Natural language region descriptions

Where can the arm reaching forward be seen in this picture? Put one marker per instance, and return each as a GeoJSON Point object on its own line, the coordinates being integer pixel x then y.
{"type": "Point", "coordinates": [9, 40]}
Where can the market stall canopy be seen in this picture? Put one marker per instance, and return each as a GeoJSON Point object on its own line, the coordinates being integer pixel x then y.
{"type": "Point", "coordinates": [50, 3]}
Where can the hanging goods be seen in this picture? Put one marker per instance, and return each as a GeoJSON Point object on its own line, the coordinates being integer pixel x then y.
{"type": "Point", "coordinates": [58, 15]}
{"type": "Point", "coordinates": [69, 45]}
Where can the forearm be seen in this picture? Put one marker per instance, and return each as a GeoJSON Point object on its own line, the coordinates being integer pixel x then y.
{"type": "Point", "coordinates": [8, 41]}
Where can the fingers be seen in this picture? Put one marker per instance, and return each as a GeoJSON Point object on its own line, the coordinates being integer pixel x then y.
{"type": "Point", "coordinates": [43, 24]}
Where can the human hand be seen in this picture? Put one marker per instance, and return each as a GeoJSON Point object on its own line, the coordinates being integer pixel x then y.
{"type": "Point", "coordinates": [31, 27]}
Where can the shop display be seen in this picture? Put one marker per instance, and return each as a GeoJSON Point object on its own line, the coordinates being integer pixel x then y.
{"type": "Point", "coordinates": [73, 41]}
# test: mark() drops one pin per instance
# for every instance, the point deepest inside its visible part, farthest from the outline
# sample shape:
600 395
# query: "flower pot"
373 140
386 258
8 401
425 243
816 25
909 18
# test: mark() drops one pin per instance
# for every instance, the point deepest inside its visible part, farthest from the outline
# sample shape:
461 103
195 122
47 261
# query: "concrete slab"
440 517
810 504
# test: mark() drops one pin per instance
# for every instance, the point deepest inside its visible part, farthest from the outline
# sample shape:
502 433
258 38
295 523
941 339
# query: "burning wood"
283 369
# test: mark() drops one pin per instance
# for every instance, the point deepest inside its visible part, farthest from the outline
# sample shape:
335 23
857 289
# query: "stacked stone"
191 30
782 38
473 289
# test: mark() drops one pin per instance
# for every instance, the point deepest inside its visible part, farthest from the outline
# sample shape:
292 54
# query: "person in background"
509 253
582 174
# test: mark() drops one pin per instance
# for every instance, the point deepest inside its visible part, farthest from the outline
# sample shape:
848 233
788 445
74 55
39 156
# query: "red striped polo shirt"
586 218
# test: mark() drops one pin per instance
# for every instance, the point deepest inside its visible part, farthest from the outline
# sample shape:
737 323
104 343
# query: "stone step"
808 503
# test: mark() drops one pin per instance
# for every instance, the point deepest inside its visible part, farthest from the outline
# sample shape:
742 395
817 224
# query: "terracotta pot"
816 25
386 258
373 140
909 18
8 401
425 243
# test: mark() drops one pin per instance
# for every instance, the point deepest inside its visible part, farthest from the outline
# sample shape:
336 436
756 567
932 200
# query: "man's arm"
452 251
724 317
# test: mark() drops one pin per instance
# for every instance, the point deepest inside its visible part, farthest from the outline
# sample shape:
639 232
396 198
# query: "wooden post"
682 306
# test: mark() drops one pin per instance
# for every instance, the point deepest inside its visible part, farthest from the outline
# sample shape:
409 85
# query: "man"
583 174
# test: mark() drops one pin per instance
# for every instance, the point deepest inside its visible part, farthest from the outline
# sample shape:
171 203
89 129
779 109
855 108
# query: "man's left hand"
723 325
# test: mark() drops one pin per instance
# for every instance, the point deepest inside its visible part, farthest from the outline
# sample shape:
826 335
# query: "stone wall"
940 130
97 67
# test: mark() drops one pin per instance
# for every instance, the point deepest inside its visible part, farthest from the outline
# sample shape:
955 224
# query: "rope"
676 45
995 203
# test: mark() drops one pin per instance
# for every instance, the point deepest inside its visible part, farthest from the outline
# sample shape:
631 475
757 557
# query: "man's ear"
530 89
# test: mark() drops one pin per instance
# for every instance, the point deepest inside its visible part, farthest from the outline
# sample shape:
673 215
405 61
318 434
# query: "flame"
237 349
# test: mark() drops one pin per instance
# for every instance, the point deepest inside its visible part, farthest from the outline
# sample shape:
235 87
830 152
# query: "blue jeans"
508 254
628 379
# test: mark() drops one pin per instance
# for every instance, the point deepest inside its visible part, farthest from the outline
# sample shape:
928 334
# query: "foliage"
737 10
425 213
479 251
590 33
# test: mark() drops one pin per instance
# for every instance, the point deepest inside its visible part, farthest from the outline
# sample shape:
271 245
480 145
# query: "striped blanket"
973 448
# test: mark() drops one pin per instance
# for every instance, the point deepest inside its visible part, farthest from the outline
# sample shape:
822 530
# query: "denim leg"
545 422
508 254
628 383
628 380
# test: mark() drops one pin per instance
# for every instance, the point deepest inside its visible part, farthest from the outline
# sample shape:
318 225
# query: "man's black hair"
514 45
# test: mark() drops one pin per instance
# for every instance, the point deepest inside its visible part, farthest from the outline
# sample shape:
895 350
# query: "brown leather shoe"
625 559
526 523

Aim of the task: Each line of the records above should be copied exactly.

Your solution:
Where can the arm reaching forward be seen in this picture? Put one marker per instance, and return each as a GeoJSON Point object on its own line, the coordinates being integer pixel x then y.
{"type": "Point", "coordinates": [9, 40]}
Where can the market stall canopy be seen in this picture? Put one marker per instance, and return each as a GeoJSON Point object on its own line, the coordinates being integer pixel x then y.
{"type": "Point", "coordinates": [50, 3]}
Where can the hanging goods be seen in this picture? Put one marker per instance, and return each as a GeoJSON Point object on its own line, the coordinates being integer pixel x then y.
{"type": "Point", "coordinates": [58, 15]}
{"type": "Point", "coordinates": [69, 45]}
Where can the forearm be seen in this picture? Put one marker per instance, and return each as a GeoJSON Point object on its own line, the coordinates being integer pixel x then y.
{"type": "Point", "coordinates": [8, 41]}
Where can the fingers be seen in this picture? Put one marker per instance, and return each as a GeoJSON Point object on its own line, the coordinates being integer pixel x then y.
{"type": "Point", "coordinates": [43, 24]}
Where can the human hand be seen in this picture? Put one marker per instance, and return each as a GeoJSON Point object on its own line, the coordinates being integer pixel x then y.
{"type": "Point", "coordinates": [31, 27]}
Where can the shop display be seen in this picture? Put one marker per instance, and return each as a GeoJSON Point object on its own line, the coordinates being integer pixel x then y.
{"type": "Point", "coordinates": [73, 41]}
# test: mark() drops one pin per instance
# for every instance, the point deepest inside its visible part, farthest from the outline
# sample shape:
600 395
# query: "flower pot"
373 140
386 258
8 401
425 243
816 25
909 18
# test: mark() drops one pin per instance
# for every instance, the point deepest inside its visible part, farthest from the outline
# sample shape:
461 103
195 122
47 261
# query: "concrete slab"
440 517
810 504
# test: mark() drops one pin per instance
# for every instance, the point deepest inside its visible part, farthest from the outline
# sample shape:
502 433
258 38
295 523
941 339
# query: "burning wood"
283 369
# test: mark() drops one pin per instance
# for every instance, the point deepest inside its visible part, farthest from the outline
# sample shape:
335 23
857 289
# query: "stacked stone"
191 30
782 38
473 289
# test: mark() drops one pin per instance
# for every instance, the point deepest inside its visible part, farthest from the outline
# sample shape:
292 54
# query: "person in background"
509 253
582 174
# test: mark() drops one pin per instance
# for every instance, the point deepest inside its visible part, farthest from the outline
# sample shape:
848 233
788 445
74 55
39 156
# query: "red striped polo shirt"
586 218
# test: mark() drops one pin per instance
# for every instance, the point deepest inside its visible part, farthest from the outline
# sample shape:
737 323
104 343
# query: "stone step"
808 503
# test: mark() drops one pin per instance
# for every instance, the point deepest inside its visible part, farthest from the outline
# sample shape:
742 395
817 224
# query: "terracotta pot"
816 25
386 258
373 140
909 18
8 401
425 243
# test: mark() drops one pin per instance
# for every instance, the point deepest inside its visible part, farthest from the outline
# sample shape:
336 436
756 567
932 200
# query: "man's arm"
452 251
724 317
# test: mark() drops one pin per instance
# for every instance, the point deepest inside its visible part, farthest from the outline
# sample shape:
639 232
396 198
# query: "wooden post"
682 306
# test: mark() drops one pin per instance
# for every instance, the point deepest inside its visible part, farthest from the outline
# sample shape:
409 85
# query: "man"
583 174
# test: mark() drops one pin per instance
# for every instance, the point deepest inside its visible part, farthest from the outline
# sample shape:
171 203
89 129
779 109
855 108
# query: "man's left hand"
723 325
# test: mark() drops one pin per instance
# for every instance, the point deepest inside its visible part, farthest from the outline
# sample shape:
826 335
# query: "stone wall"
940 130
97 67
# test: mark() drops one pin per instance
# for every instance, the point deepest inside its visible part, farthest from the outline
# sample shape:
955 224
# query: "rope"
676 45
995 203
# test: mark() drops one pin per instance
# for every instance, the point deepest inside its visible part, farthest from the outline
# sample shape:
631 475
757 557
# query: "man's ear"
530 89
# test: mark() drops one pin per instance
# for every instance, the point deepest inside its visible part, farthest from the outline
# sample shape:
673 215
405 61
318 434
# query: "flame"
237 349
# test: mark() drops one pin per instance
# for every instance, the point deepest inside its visible part, farthest from the outline
# sample shape:
235 87
830 152
# query: "blue jeans"
508 254
628 379
# test: mark() drops one pin per instance
# for every instance, the point deepest inside its visible part, farthest from the outline
# sample shape:
928 334
# query: "foliage"
737 10
425 213
479 251
590 33
# test: mark() drops one pin per instance
# for every instance, the point deepest inside its visible part, farthest from the outline
# sample shape:
271 245
480 145
# query: "striped blanket"
973 448
# test: mark() drops one pin per instance
# for every instance, the point deepest inside its visible part, farthest from the outline
# sample shape:
822 530
# query: "denim leg"
545 422
508 254
628 383
628 380
# test: mark() drops one pin per instance
# for every instance, the point deepest inside its visible part, farthest from the outline
# sample shape:
318 225
# query: "man's black hair"
514 45
# test: mark() drops one pin per instance
# for every instance, the point deepest inside its visible part, farthest from the outline
# sample shape:
895 350
# query: "brown leather shoe"
625 559
526 523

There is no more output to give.